Tasks to complete
a - In the essay on tradition and custom, what does it say allowed common land to work?
b - Print the part of the essay on tradition and custom from "We regard customs, things" to "as a people.".
c - Carry on the essay on tradition and custom after its final sentence.

The Invention of Tradition

(and reference to Welsh and Unitarian inventions)

Tradition in pre-industrial and pre-urban societies is a normal and overarching condition of interlocking customs that represent in their parts a world view and social forces in some balance. Custom is practice and often a means by which matters work, so it must fall within the world view, its structures and represent these. Custom acquires symbolic and communicative power in these traditional settings and this reciprocates added authority to the social setting and behaviours. People are in authority as a result of passing through the correct ritual demands according to interlocking customs. Feudal structure were elaborate but all contenders had to pass through the right hoops and even the lowest orders knew their places and behaviours. Everything has its place, and in its place everything operates around a series of rewards and sanctions. Common land worked because of the customs of use. Tradition here is in the present day, and although custom is something established each one lives and falls in a changeable balance, the personnel having means change should social forces alter

We regard customs, things that people do together and understand, as rich in traditional societies, but all societies and cultures have them. Even in contemporary settings, customs arise to facilitate rational actions, either by making much we do automatic or by giving place and space to actions. An example is driving a car with other road users around, the Highway Code and considerably more. There may be some symbolic value to such customs but they really do have facilitative purposes. A civilised society is one that gives way, for example, and waves appreciation when a car gives way. It says something about us as a people.

Coordinate labeling data

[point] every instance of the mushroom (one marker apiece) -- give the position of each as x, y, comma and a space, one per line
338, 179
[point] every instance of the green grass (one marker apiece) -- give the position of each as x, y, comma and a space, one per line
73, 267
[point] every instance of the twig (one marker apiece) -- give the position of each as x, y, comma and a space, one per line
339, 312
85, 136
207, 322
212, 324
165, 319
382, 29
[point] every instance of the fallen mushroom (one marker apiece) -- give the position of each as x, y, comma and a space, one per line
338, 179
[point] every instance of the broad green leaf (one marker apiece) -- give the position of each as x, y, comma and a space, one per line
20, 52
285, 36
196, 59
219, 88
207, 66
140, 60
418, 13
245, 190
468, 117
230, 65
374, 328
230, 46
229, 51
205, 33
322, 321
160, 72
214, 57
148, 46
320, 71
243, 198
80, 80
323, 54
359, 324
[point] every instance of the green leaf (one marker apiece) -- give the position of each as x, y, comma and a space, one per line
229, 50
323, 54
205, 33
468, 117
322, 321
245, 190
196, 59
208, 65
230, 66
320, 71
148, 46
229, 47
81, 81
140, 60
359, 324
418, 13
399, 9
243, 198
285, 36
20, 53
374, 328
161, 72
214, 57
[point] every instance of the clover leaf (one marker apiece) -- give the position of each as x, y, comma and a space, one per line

Expected responses
a - Common land worked because of the customs of use.

b -
We regard customs, things that people do together and understand, as rich in traditional societies, but all societies and cultures have them. Even in contemporary settings, customs arise to facilitate rational actions, either by making much we do automatic or by giving place and space to actions. An example is driving a car with other road users around, the Highway Code and considerably more. There may be some symbolic value to such customs but they really do have facilitative purposes. A civilised society is one that gives way, for example, and waves appreciation when a car gives way. It says something about us as a people.

c -
The image of modernity is seeking to strip symbolic power to a minimum in favour of rational action. Symbolism is seen as waste as authority comes from rationality. Rational communication seeks to be without waste and to pursue the truth. Of course this is not true: all communication needs signs and symbols. They are a given as a means, although contents changed as shared meanings change. Postmodernity has more time for symbolic play within the flux of communicative action and the ambiguity of relative transient truths. It is likely to seek extra symbolic richer meanings yet unclear in a setting where the symbolism is not tying itself into a major overall world view as it did in traditional society. However, some symbolic meanings as added extras want to to tap into a distant past. They see value in connecting us not just through space into a community, but through time. We add to the sense of who we are by affirming something we think we were.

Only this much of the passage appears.